Top of RECORDS FOR THE EXERCISE

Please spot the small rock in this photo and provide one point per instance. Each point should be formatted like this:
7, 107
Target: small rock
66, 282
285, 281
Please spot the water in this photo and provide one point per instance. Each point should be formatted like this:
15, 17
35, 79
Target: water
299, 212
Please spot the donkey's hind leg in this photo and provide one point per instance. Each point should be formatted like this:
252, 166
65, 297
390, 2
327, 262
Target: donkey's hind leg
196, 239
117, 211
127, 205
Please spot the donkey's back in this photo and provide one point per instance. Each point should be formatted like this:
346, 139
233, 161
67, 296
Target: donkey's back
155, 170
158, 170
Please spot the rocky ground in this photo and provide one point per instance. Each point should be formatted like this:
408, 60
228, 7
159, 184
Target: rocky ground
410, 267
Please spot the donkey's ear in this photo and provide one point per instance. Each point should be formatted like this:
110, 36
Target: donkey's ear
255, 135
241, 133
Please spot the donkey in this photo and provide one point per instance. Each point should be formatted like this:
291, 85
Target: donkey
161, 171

Bottom of RECORDS FOR THE EXERCISE
Top of RECORDS FOR THE EXERCISE

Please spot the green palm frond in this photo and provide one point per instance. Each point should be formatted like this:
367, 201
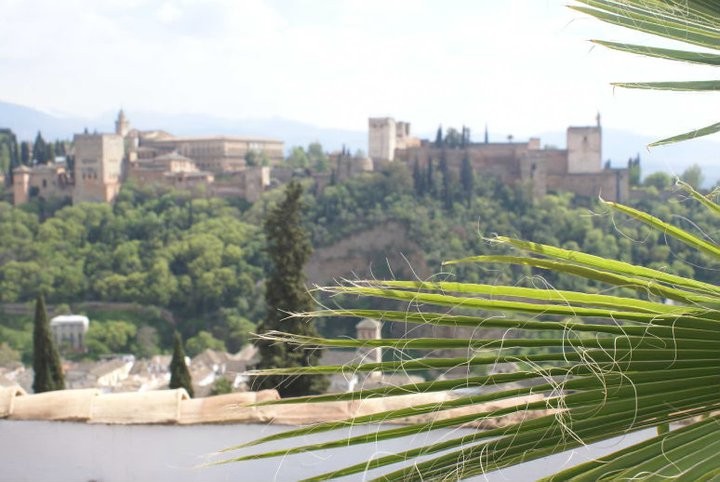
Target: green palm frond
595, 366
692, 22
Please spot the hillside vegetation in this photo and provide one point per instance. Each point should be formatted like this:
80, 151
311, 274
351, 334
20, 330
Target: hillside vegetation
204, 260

Bottom of RECORDS FOR THE EXERCISE
Top of RECORDS FOR THE EXERCISE

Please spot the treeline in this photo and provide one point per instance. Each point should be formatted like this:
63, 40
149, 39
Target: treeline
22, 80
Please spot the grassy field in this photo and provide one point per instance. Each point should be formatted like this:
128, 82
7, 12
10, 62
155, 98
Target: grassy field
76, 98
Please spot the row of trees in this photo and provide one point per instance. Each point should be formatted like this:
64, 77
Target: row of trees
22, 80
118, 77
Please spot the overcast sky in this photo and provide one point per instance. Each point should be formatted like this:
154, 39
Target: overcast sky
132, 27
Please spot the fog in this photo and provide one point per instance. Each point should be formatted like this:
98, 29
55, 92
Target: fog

Bottom of RECORDS FOR THE EXERCISE

### WHAT YOU ARE ASKED TO DO
Word for word, restate the lines of the listing above starting at the line with "Target: overcast sky" and ending at the line with "Target: fog", and nothing outside them.

### WRITTEN RESPONSE
Target: overcast sky
132, 27
Please spot the fog in this photo and provide one point per instance. Each point should be formatted like this:
98, 29
55, 92
Target: fog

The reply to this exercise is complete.